____ MATERIAL

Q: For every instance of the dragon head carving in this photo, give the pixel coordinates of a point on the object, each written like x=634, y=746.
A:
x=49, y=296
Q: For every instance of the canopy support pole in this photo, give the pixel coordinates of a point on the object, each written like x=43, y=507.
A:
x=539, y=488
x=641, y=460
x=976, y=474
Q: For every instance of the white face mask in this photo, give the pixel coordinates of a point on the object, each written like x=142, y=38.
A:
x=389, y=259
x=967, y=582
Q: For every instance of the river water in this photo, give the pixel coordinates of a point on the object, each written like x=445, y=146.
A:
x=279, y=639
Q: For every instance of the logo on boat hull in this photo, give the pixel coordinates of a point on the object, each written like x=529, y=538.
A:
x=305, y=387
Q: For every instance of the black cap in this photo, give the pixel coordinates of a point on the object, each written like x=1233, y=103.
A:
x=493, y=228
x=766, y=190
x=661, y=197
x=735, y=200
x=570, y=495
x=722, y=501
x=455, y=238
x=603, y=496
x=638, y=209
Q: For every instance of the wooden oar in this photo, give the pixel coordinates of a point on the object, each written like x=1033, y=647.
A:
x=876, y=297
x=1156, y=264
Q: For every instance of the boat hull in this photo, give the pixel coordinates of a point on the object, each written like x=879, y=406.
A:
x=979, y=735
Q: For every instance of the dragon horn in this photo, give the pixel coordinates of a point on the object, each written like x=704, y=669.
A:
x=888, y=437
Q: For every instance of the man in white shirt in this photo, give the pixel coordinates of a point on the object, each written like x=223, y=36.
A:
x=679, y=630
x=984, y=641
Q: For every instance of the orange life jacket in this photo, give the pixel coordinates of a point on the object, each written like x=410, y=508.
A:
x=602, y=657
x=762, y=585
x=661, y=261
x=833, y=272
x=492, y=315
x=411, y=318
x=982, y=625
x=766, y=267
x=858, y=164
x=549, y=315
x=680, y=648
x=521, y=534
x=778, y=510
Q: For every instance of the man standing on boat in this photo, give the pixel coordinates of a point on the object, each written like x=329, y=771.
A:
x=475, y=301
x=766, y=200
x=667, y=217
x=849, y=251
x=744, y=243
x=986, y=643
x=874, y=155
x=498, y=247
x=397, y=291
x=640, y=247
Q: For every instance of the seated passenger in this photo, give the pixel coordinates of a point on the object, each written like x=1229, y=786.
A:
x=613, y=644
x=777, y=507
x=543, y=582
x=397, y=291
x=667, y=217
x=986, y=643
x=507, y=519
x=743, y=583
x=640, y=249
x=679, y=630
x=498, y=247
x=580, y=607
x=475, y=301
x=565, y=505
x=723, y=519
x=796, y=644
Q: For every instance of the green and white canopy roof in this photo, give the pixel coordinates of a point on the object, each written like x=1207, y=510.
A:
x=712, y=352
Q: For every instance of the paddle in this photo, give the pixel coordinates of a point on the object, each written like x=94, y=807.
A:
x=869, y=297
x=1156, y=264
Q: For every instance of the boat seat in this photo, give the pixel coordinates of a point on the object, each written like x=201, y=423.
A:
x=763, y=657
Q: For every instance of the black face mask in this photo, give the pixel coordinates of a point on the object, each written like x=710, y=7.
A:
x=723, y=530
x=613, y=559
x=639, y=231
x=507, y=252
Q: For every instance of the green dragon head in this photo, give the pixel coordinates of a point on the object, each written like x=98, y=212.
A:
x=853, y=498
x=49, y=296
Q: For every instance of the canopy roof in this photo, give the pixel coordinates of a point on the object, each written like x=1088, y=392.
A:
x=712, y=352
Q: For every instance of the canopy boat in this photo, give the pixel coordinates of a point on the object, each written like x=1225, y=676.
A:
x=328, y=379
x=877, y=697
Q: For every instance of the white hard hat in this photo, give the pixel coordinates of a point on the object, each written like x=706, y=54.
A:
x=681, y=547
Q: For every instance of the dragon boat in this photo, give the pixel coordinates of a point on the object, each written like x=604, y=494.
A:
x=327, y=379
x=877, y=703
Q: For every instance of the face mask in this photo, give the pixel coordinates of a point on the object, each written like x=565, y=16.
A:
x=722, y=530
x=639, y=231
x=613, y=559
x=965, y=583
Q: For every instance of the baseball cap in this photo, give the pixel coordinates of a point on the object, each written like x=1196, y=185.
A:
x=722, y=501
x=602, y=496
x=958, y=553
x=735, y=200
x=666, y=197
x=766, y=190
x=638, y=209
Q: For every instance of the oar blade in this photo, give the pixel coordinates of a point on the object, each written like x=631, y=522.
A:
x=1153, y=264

________

__WORK TO BE COMPLETED__. Put the lines of the rows above, from the line with "Q: For every instance of the paddle" up to and including the line with "x=877, y=697", into a JSON list of strings with one string per line, skipping any blank lines.

__RIGHT ANSWER__.
[
  "Q: For every instance of the paddle in this photo, give the pixel coordinates of a point on the object, each written like x=94, y=807.",
  "A:",
  "x=869, y=297",
  "x=1156, y=264",
  "Q: For every instance of the boat seat in this photo, give the pixel coordinates of a point on the object, each written like x=201, y=423.",
  "A:",
  "x=763, y=657",
  "Q: For every instance of the black face mask in this photo, give the pixel coordinates of a point on the object, each written like x=710, y=7.",
  "A:",
  "x=723, y=530",
  "x=613, y=559",
  "x=639, y=231",
  "x=507, y=252",
  "Q: For every instance of the green dragon head in this photo, give the pixel coordinates of a point on the object, each written like x=98, y=212.",
  "A:",
  "x=853, y=498",
  "x=49, y=296",
  "Q: For every instance of the canopy roof in this photo, give the pixel coordinates of a point on the object, each written like x=1088, y=392.",
  "A:",
  "x=712, y=352",
  "Q: For every instance of the canopy boat in this photo, give the pixel coordinates of a point on the object, each written like x=1225, y=676.",
  "A:",
  "x=328, y=379",
  "x=877, y=697"
]